## CONSIGNE ÉCRITE A
Réécrivez l'intégralité du listing figurant plus bas sous forme de liste numérotée, en omettant les lignes vides.

## EXTRAIT DE PAGE
____________________

Publié le 28 janvier 2023 à 20h51 - Dernière mise à jour le 8 août 2023 à 9h08
Voilà un Objet Littéraire Non Identifié (OLNI). Signé Felix Macherez tenant du thriller, du récit onirique, de la quête intimiste, de la réflexion sur les enjeux de l’écriture, «Les trois pylônes» peut se définir comme un (grand) petit livre aromatisé à l’absolu.
Au centre un narrateur prénommé Nophto. Dans une gestre très «Fenêtre sur cour» du film de Hitchcock il observe le monde depuis son domicile, et scrute l’intimité de ses contemporains, quand il ne passe pas son temps à traîner avec ses amis, ou ses quelques relations sentimentales peu stables au demeurant. Écrivain ambitieux mais qui n’a publié qu’un ouvrage obscur passé inaperçu, il pense n’être, dans l’intimité des pupilles de ses voisins, qu’un «indistinct, un innommable, à peine quelqu’un : une hypothèse sans utilité pratique apparente. Un spécimen neutre, long et fragile, à la beauté spéciale, aux lignes de visage outrageusement non viriles- avec de grands yeux aux paupières plus conçues pour l’insomnie que la rêverie, un corps pas du tout fait pour affronter le monde du dehors : le froid, les femmes, les rixes et le reste ; une silhouette nichée dans une mansarde exiguë pour le corps et l’âme. Bref « un être vivant et mort à la fois ».»

____________________

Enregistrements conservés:
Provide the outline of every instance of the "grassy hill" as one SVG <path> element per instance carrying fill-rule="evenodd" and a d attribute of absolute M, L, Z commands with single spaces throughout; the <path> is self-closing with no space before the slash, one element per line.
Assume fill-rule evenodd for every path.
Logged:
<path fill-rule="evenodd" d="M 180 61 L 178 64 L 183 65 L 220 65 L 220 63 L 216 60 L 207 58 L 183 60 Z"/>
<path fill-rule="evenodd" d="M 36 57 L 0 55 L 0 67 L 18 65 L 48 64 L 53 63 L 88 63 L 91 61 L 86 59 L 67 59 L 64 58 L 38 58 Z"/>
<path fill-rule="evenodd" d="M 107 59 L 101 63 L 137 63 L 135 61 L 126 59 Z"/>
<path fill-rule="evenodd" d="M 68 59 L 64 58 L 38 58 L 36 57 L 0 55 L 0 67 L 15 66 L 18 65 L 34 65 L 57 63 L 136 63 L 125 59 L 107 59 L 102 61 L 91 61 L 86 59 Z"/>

____________________

## CONSIGNE ÉCRITE B
Reproduisez fidèlement le passage de l'extrait consacré au livre « Les trois pylônes », depuis « Publié le 28 » jusqu'à « aromatisé à l’absolu. » inclus.

## RÉPONSE COMPLÈTE A
1. Provide the outline of every instance of the "grassy hill" as one SVG <path> element per instance carrying fill-rule="evenodd" and a d attribute of absolute M, L, Z commands with single spaces throughout; the <path> is self-closing with no space before the slash, one element per line.
2. Assume fill-rule evenodd for every path.
3. Logged:
4. <path fill-rule="evenodd" d="M 180 61 L 178 64 L 183 65 L 220 65 L 220 63 L 216 60 L 207 58 L 183 60 Z"/>
5. <path fill-rule="evenodd" d="M 36 57 L 0 55 L 0 67 L 18 65 L 48 64 L 53 63 L 88 63 L 91 61 L 86 59 L 67 59 L 64 58 L 38 58 Z"/>
6. <path fill-rule="evenodd" d="M 107 59 L 101 63 L 137 63 L 135 61 L 126 59 Z"/>
7. <path fill-rule="evenodd" d="M 68 59 L 64 58 L 38 58 L 36 57 L 0 55 L 0 67 L 15 66 L 18 65 L 34 65 L 57 63 L 136 63 L 125 59 L 107 59 L 102 61 L 91 61 L 86 59 Z"/>

## RÉPONSE COMPLÈTE B
Publié le 28 janvier 2023 à 20h51 - Dernière mise à jour le 8 août 2023 à 9h08
Voilà un Objet Littéraire Non Identifié (OLNI). Signé Felix Macherez tenant du thriller, du récit onirique, de la quête intimiste, de la réflexion sur les enjeux de l’écriture, «Les trois pylônes» peut se définir comme un (grand) petit livre aromatisé à l’absolu.